═════ Data for this task ═════

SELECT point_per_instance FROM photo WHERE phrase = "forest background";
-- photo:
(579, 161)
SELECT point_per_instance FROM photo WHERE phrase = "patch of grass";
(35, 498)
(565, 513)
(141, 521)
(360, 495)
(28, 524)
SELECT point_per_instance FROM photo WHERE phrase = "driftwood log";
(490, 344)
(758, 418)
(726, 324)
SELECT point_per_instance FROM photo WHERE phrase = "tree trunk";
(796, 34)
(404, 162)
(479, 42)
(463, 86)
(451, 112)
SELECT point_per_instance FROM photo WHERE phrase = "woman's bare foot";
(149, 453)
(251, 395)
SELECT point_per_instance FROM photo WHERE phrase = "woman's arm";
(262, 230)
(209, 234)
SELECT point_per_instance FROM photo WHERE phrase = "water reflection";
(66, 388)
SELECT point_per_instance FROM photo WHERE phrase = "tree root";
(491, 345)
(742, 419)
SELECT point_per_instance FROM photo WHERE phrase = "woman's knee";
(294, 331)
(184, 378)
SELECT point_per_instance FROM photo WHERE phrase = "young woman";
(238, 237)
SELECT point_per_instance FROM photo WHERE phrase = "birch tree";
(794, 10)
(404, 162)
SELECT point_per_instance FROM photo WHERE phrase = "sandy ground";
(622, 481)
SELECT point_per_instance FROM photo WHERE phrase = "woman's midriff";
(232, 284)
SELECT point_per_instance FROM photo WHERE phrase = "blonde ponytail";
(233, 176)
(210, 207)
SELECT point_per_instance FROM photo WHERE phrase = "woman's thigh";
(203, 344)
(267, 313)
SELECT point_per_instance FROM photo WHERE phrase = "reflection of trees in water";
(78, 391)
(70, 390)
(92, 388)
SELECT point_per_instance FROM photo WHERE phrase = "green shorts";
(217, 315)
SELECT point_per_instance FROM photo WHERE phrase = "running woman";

═════

Would you copy out each line exactly as written?

■ Response to the task
SELECT point_per_instance FROM photo WHERE phrase = "forest background";
-- photo:
(579, 161)
SELECT point_per_instance FROM photo WHERE phrase = "patch of grass";
(35, 498)
(565, 513)
(141, 521)
(360, 495)
(28, 524)
SELECT point_per_instance FROM photo WHERE phrase = "driftwood log";
(490, 344)
(758, 418)
(726, 324)
SELECT point_per_instance FROM photo WHERE phrase = "tree trunk";
(796, 34)
(404, 162)
(479, 42)
(463, 86)
(451, 112)
SELECT point_per_instance FROM photo WHERE phrase = "woman's bare foot";
(149, 453)
(251, 395)
SELECT point_per_instance FROM photo WHERE phrase = "woman's arm";
(262, 230)
(209, 234)
SELECT point_per_instance FROM photo WHERE phrase = "water reflection";
(66, 388)
SELECT point_per_instance FROM photo WHERE phrase = "tree root";
(491, 345)
(742, 419)
SELECT point_per_instance FROM photo WHERE phrase = "woman's knee";
(294, 331)
(184, 378)
SELECT point_per_instance FROM photo WHERE phrase = "young woman";
(238, 237)
SELECT point_per_instance FROM photo WHERE phrase = "birch tree";
(794, 10)
(404, 162)
SELECT point_per_instance FROM photo WHERE phrase = "sandy ground";
(622, 481)
SELECT point_per_instance FROM photo WHERE phrase = "woman's midriff";
(232, 284)
SELECT point_per_instance FROM photo WHERE phrase = "blonde ponytail";
(233, 176)
(210, 207)
SELECT point_per_instance FROM photo WHERE phrase = "woman's thigh";
(203, 344)
(267, 313)
SELECT point_per_instance FROM photo WHERE phrase = "reflection of trees in water";
(78, 391)
(70, 390)
(92, 388)
SELECT point_per_instance FROM photo WHERE phrase = "green shorts";
(217, 315)
SELECT point_per_instance FROM photo WHERE phrase = "running woman";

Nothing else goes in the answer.